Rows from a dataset
────────────────
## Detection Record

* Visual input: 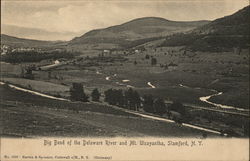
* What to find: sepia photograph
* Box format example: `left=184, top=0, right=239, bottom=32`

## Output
left=0, top=0, right=250, bottom=160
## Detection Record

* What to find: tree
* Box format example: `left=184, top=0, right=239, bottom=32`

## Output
left=91, top=88, right=101, bottom=102
left=170, top=100, right=186, bottom=116
left=151, top=58, right=157, bottom=65
left=70, top=83, right=89, bottom=102
left=104, top=89, right=114, bottom=104
left=143, top=94, right=154, bottom=113
left=154, top=98, right=167, bottom=115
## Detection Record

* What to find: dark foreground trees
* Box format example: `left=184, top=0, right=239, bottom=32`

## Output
left=91, top=88, right=101, bottom=102
left=70, top=83, right=89, bottom=102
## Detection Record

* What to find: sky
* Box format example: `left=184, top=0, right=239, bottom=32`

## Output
left=1, top=0, right=249, bottom=40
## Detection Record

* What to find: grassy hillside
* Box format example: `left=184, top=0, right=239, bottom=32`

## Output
left=1, top=34, right=64, bottom=48
left=69, top=17, right=208, bottom=48
left=162, top=6, right=250, bottom=51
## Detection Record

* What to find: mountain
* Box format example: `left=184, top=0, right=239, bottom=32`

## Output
left=162, top=6, right=250, bottom=51
left=1, top=34, right=63, bottom=47
left=69, top=17, right=209, bottom=47
left=1, top=24, right=83, bottom=41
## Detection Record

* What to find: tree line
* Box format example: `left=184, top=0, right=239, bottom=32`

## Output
left=70, top=83, right=187, bottom=122
left=1, top=50, right=74, bottom=63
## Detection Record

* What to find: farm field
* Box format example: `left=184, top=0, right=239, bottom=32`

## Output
left=0, top=85, right=219, bottom=138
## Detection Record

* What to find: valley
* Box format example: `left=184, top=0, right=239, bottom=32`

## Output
left=0, top=6, right=249, bottom=137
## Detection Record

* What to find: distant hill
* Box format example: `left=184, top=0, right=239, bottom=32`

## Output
left=69, top=17, right=209, bottom=47
left=162, top=6, right=250, bottom=51
left=1, top=34, right=63, bottom=47
left=1, top=24, right=82, bottom=41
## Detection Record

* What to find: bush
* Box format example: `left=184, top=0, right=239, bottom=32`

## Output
left=70, top=83, right=89, bottom=102
left=91, top=88, right=101, bottom=102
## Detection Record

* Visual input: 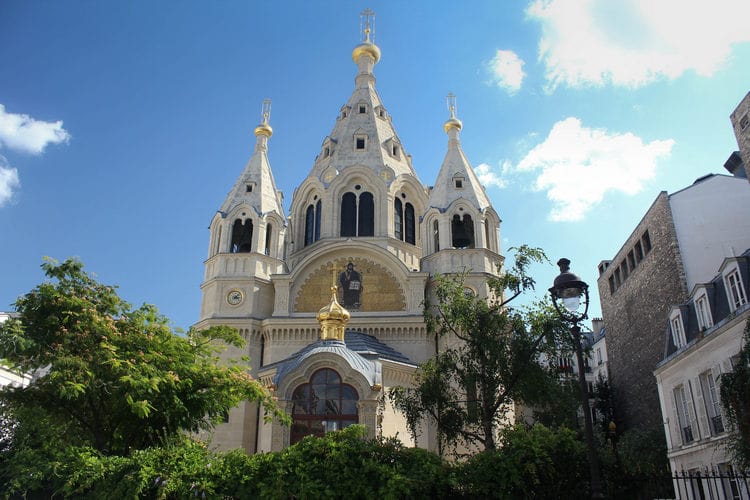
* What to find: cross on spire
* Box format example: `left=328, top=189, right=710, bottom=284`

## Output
left=445, top=93, right=456, bottom=118
left=263, top=98, right=271, bottom=125
left=359, top=8, right=375, bottom=43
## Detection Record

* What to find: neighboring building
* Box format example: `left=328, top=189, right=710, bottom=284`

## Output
left=196, top=11, right=503, bottom=453
left=589, top=318, right=609, bottom=383
left=654, top=250, right=750, bottom=498
left=729, top=92, right=750, bottom=180
left=598, top=163, right=750, bottom=430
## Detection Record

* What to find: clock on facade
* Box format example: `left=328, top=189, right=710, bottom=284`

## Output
left=227, top=290, right=243, bottom=306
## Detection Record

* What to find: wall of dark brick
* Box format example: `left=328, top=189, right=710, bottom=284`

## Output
left=598, top=192, right=688, bottom=429
left=729, top=92, right=750, bottom=181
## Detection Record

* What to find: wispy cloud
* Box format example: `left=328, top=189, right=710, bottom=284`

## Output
left=487, top=50, right=526, bottom=94
left=474, top=163, right=505, bottom=188
left=527, top=0, right=750, bottom=90
left=0, top=104, right=70, bottom=155
left=0, top=104, right=70, bottom=207
left=515, top=117, right=674, bottom=221
left=0, top=155, right=21, bottom=207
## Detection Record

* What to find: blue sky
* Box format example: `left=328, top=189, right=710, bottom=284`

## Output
left=0, top=0, right=750, bottom=328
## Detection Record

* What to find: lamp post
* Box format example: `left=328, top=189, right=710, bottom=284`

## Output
left=549, top=258, right=604, bottom=498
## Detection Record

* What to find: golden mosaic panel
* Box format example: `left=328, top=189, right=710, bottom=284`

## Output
left=294, top=257, right=406, bottom=312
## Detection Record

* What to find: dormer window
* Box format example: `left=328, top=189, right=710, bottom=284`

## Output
left=695, top=292, right=713, bottom=330
left=669, top=309, right=687, bottom=349
left=724, top=267, right=747, bottom=312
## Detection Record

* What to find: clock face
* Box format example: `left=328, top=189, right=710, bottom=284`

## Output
left=227, top=290, right=242, bottom=306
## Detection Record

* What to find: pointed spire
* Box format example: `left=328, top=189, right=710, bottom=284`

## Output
left=221, top=99, right=284, bottom=217
left=255, top=98, right=273, bottom=151
left=443, top=93, right=464, bottom=136
left=352, top=9, right=380, bottom=87
left=428, top=94, right=491, bottom=210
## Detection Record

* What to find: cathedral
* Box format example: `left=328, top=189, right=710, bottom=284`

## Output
left=196, top=11, right=503, bottom=453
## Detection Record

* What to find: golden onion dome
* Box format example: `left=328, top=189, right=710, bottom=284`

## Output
left=352, top=41, right=380, bottom=64
left=317, top=286, right=351, bottom=322
left=255, top=122, right=273, bottom=137
left=443, top=117, right=464, bottom=133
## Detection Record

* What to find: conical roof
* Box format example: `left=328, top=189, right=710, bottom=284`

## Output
left=221, top=99, right=284, bottom=217
left=310, top=11, right=424, bottom=186
left=428, top=95, right=492, bottom=211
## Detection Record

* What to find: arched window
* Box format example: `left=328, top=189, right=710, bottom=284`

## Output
left=229, top=219, right=253, bottom=253
left=289, top=368, right=359, bottom=444
left=393, top=198, right=404, bottom=240
left=266, top=224, right=273, bottom=255
left=393, top=199, right=416, bottom=245
left=432, top=220, right=440, bottom=252
left=305, top=196, right=321, bottom=246
left=341, top=191, right=375, bottom=236
left=315, top=200, right=321, bottom=241
left=305, top=205, right=315, bottom=246
left=451, top=214, right=474, bottom=248
left=404, top=202, right=417, bottom=245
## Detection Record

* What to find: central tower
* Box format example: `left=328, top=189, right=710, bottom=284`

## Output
left=197, top=10, right=502, bottom=452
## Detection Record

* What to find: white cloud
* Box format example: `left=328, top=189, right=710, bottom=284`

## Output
left=527, top=0, right=750, bottom=90
left=487, top=50, right=526, bottom=94
left=474, top=163, right=505, bottom=188
left=0, top=104, right=70, bottom=154
left=0, top=155, right=21, bottom=207
left=516, top=117, right=674, bottom=221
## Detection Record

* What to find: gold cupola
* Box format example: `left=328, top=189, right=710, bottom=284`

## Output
left=255, top=99, right=273, bottom=138
left=443, top=94, right=464, bottom=134
left=352, top=9, right=380, bottom=64
left=316, top=285, right=351, bottom=342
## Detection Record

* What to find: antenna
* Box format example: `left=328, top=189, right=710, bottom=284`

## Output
left=263, top=98, right=271, bottom=125
left=445, top=92, right=456, bottom=118
left=359, top=8, right=375, bottom=43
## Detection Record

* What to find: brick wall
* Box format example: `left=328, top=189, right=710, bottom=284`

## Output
left=729, top=92, right=750, bottom=180
left=598, top=192, right=688, bottom=429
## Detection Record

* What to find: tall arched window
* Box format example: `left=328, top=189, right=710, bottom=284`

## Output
left=451, top=214, right=474, bottom=248
left=229, top=219, right=253, bottom=253
left=393, top=199, right=416, bottom=245
left=404, top=202, right=417, bottom=245
left=393, top=198, right=404, bottom=240
left=289, top=368, right=359, bottom=444
left=432, top=220, right=440, bottom=252
left=305, top=196, right=321, bottom=246
left=266, top=224, right=273, bottom=255
left=341, top=191, right=375, bottom=236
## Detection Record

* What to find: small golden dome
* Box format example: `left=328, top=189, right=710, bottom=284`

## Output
left=317, top=287, right=351, bottom=322
left=255, top=123, right=273, bottom=137
left=352, top=42, right=380, bottom=64
left=443, top=118, right=464, bottom=133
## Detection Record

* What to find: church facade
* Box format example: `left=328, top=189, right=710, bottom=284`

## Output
left=196, top=12, right=503, bottom=453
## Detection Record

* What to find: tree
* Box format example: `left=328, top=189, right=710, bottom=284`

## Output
left=389, top=246, right=567, bottom=450
left=0, top=259, right=286, bottom=457
left=719, top=319, right=750, bottom=470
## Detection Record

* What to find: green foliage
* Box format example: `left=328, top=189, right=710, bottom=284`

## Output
left=389, top=246, right=567, bottom=450
left=1, top=426, right=451, bottom=499
left=0, top=259, right=284, bottom=461
left=720, top=319, right=750, bottom=470
left=455, top=424, right=588, bottom=500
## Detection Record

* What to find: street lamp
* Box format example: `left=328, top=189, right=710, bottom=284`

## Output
left=549, top=258, right=604, bottom=498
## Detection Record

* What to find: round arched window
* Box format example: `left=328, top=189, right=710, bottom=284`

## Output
left=289, top=368, right=359, bottom=444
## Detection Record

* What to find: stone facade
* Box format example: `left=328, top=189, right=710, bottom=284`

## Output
left=598, top=192, right=688, bottom=429
left=196, top=11, right=503, bottom=453
left=729, top=92, right=750, bottom=180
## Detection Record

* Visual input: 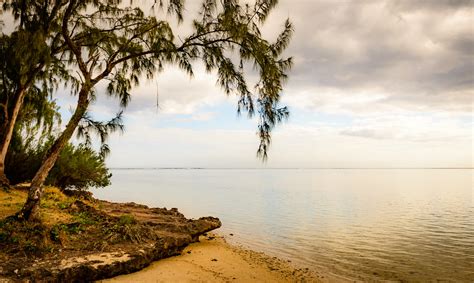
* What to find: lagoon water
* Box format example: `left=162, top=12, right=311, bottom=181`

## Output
left=94, top=169, right=474, bottom=282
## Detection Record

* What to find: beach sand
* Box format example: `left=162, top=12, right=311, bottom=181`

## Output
left=102, top=234, right=334, bottom=282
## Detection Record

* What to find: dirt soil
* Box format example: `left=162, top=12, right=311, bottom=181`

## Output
left=103, top=233, right=334, bottom=283
left=0, top=188, right=221, bottom=282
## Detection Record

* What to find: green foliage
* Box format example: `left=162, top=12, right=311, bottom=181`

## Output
left=46, top=144, right=112, bottom=190
left=6, top=140, right=112, bottom=190
left=36, top=0, right=293, bottom=159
────────────────
TASK OBJECTIVE: Report each line of the records that contains the word "cloud", copying every such line in full.

TASK RESULT:
* What to find: wispy cloud
* What to find: white cloud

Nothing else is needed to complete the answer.